*** Supplied data Section Begins ***
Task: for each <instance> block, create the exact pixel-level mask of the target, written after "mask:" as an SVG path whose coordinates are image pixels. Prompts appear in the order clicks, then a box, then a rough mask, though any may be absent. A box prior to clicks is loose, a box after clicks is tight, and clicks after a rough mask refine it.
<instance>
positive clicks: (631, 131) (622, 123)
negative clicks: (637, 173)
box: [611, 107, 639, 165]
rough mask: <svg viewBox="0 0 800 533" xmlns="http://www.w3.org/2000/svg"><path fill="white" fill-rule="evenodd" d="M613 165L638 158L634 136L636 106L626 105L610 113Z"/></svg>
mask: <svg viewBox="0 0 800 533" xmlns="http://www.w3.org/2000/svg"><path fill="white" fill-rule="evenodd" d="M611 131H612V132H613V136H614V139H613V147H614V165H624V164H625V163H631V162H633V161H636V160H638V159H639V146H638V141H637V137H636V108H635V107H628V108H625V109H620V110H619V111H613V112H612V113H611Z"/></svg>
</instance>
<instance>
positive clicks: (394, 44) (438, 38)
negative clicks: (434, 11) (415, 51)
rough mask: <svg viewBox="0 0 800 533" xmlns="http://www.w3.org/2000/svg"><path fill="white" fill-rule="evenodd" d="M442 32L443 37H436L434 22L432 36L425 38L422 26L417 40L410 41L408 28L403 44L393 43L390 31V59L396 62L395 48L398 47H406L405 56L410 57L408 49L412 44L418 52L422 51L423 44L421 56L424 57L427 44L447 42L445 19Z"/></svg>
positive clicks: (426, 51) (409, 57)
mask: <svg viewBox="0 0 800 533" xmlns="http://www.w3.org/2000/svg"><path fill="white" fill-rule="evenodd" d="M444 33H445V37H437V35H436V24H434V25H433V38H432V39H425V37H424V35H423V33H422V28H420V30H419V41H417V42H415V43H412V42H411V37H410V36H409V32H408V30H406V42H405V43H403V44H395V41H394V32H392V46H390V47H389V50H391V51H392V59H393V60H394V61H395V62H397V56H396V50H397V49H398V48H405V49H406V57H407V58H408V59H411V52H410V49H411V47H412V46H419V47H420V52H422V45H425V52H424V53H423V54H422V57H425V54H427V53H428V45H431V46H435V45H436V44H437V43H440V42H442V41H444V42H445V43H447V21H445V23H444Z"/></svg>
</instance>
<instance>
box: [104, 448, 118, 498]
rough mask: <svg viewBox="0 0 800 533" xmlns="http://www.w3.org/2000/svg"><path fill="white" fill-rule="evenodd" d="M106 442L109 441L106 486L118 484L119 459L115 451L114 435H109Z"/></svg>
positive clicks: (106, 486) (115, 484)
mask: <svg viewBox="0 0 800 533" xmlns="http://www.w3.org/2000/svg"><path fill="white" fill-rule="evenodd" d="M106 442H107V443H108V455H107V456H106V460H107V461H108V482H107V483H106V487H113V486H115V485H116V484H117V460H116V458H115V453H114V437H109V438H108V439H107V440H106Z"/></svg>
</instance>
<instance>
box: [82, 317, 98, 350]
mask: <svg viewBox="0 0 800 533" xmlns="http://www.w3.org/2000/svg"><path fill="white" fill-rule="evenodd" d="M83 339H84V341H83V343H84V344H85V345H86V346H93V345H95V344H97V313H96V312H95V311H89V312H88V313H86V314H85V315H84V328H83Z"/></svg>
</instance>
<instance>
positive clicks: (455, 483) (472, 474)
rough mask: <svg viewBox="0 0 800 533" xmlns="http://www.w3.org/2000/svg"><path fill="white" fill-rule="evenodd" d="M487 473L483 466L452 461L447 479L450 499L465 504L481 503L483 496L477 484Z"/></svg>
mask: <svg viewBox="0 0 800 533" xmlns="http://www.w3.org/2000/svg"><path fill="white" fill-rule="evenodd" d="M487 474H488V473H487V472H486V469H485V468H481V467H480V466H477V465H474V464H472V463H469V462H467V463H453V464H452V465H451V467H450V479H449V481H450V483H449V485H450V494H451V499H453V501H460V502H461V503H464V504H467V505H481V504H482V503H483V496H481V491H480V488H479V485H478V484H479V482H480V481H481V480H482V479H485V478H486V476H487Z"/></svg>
*** Supplied data Section Ends ***
* _What to work on_:
Only the lines above, from the first through the one holding "negative clicks: (637, 173)", are to be output, and they must be copied exactly.

* _Your solution_:
Task: for each <instance> block, create the exact pixel-level mask of the target, written after "mask:" as an SVG path whose coordinates are image pixels. Prompts appear in the order clicks, then a box, then a rough mask, though any may be absent. A box prior to clicks is loose, a box after clicks is tight, and clicks after a rough mask refine it.
<instance>
positive clicks: (631, 131) (622, 123)
negative clicks: (637, 173)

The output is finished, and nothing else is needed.